# Stated goal A
Render this sentence from the passage on malware detection metrics into Spanish: "AUC is not susceptible to majority class bias and does not ignore the minority class during its evaluation."
# Stated goal B
Extend the passage on malware detection metrics, picking up after its final sentence.

3.5. Performance Evaluation Metrics

In this study, accuracy, F-measure, and area under the curve (AUC) were used to assess the detection performances of Android malware models. The selection of these assessment measures was based on current research, which shows widespread and regular use of these evaluation metrics for Android malware detection.

i.: Accuracy measures the overall rate at which the actual labels of all instances are correctly predicted [69]. It is calculated using Equation (2):

Accuracy = \frac{TP + TN}{TP + FP + TN + FN}

(2)

ii.: F-measure is the weighted average of both the recall (R) and precision (P) metrics. It emphasizes how good a classifier is at maximizing both the precision and recall values simultaneously. F-measure can be computed as defined in Equation (3):

Fmeasure = \frac{2 \times TP}{2 \times TP + FP + FN}

(3)

iii.: The area under the curve (AUC) plots the FP rate on the X-axis and the TP rate on the Y-axis. AUC is not susceptible to majority class bias and does not ignore the minority class during its evaluation.

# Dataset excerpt
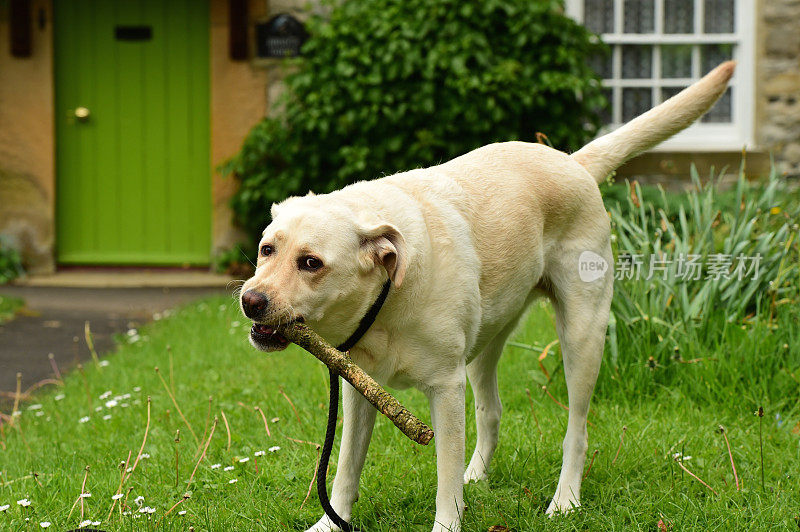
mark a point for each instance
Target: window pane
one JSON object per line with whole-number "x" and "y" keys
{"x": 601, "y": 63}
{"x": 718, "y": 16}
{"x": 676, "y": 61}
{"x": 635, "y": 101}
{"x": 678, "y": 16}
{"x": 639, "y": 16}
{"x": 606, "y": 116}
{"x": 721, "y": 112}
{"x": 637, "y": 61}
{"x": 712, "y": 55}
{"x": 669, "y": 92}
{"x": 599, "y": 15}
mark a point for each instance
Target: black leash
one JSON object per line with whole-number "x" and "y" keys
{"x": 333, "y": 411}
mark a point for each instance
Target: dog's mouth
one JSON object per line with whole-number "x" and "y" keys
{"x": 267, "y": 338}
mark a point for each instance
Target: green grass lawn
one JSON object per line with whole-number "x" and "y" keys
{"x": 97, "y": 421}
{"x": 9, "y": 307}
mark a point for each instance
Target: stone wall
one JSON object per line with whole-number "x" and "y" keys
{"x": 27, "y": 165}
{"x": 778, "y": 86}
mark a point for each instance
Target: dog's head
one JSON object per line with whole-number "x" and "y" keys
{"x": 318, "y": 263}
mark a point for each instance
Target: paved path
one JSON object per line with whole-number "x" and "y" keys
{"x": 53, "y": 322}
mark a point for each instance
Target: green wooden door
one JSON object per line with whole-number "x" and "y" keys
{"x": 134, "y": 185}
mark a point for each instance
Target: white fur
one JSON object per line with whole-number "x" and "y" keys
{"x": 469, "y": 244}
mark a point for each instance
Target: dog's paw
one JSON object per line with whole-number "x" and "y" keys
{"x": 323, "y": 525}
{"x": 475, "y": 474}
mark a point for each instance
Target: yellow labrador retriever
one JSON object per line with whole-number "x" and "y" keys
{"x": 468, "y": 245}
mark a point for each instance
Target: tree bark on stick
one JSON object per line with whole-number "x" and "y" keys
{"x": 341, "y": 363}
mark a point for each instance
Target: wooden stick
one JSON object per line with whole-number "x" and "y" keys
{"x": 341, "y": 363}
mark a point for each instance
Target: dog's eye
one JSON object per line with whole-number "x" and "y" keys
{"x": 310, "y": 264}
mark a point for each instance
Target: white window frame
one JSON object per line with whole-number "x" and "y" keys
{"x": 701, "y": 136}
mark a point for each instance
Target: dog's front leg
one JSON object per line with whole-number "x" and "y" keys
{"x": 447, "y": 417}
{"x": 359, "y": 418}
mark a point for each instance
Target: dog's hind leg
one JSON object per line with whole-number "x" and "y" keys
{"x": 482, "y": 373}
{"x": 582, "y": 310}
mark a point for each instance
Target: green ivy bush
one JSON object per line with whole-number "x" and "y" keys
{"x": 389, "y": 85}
---
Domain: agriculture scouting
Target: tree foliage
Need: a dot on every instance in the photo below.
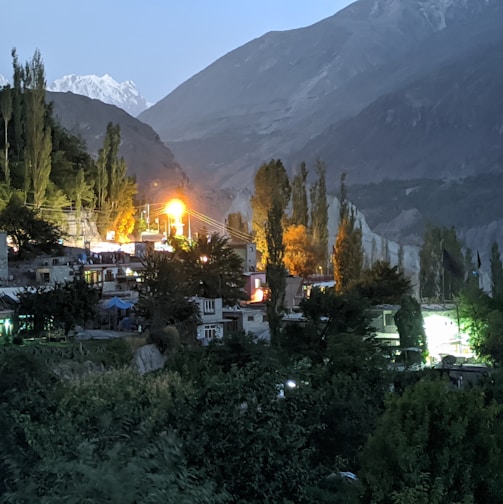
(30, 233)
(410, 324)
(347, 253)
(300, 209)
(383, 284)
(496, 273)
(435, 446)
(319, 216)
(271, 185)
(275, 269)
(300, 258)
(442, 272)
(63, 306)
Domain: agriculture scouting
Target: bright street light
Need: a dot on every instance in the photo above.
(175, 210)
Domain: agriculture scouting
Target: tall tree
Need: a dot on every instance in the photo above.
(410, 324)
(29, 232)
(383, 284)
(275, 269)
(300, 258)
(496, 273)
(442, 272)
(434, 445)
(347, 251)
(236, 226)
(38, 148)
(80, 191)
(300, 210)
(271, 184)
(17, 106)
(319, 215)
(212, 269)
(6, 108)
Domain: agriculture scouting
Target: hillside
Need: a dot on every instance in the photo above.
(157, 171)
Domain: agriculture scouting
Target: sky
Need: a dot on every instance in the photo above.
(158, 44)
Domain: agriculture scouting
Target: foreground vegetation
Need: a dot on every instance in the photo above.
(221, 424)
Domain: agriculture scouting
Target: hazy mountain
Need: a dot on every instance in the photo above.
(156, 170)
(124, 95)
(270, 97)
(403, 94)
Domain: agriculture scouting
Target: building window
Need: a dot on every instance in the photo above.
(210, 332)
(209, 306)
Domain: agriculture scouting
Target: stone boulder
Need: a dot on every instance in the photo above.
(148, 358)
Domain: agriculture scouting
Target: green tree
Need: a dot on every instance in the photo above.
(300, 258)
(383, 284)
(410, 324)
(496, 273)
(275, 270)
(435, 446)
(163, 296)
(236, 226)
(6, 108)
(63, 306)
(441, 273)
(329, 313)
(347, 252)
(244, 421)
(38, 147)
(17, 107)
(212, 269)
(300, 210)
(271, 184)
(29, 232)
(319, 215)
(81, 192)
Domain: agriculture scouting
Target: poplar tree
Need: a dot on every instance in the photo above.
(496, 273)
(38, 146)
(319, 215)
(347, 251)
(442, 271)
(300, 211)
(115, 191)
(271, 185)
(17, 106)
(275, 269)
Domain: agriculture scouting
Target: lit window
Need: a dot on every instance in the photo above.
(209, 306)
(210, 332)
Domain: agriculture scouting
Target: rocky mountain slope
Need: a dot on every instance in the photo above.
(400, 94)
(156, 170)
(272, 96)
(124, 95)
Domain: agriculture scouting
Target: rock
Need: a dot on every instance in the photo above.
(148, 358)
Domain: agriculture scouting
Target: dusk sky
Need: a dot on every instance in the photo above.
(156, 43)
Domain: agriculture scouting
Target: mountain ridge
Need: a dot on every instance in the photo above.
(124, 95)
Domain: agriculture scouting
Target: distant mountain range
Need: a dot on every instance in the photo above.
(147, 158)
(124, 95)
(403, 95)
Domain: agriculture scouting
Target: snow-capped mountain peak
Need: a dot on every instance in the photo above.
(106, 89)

# Task output A
El AUC no es susceptible al sesgo de la clase mayoritaria y no ignora la clase minoritaria durante su evaluación.

# Task output B
4. Results and Discussion

In this section, we present and discuss our results based on the experimental framework as outlined in Section 3.3. Table 6 and Table 7 compare the detection performances of FPA against baseline classifiers (NB, BN, conjunctive rule (CR), decision table (DTable), alternating decision tree (ADT), and decision stump (DS)) on the original Android malware datasets. It should be noted that the selection of the baseline classifiers was based on their diverse computational characteristics and performance as reported in existing studies. Furthermore, Table 8 and Table 9 present the detection performances of FPA against the baseline classifiers on SMOTE-balanced Android malware datasets. The purpose of this is to showcase the effect of the data sampling method (SMOTE) on the performance of FPA. Table 10 and Table 11 present analyses of the detection performance of FPA and its enhanced variants (Cas_FPA and RoF_FPA) on the SMOTE-balanced Android malware datasets. Lastly, the detection performance of FPA, Cas_FPA, RoF_FPA, Cas_FPA+SMOTE, and RoF_FPA+SMOTE was compared with existing state-of-the-art Android malware models. This section also includes some figures to illustrate the significance of the research findings. The top results are highlighted in bold, whereas the suggested methods are denoted by an asterisk.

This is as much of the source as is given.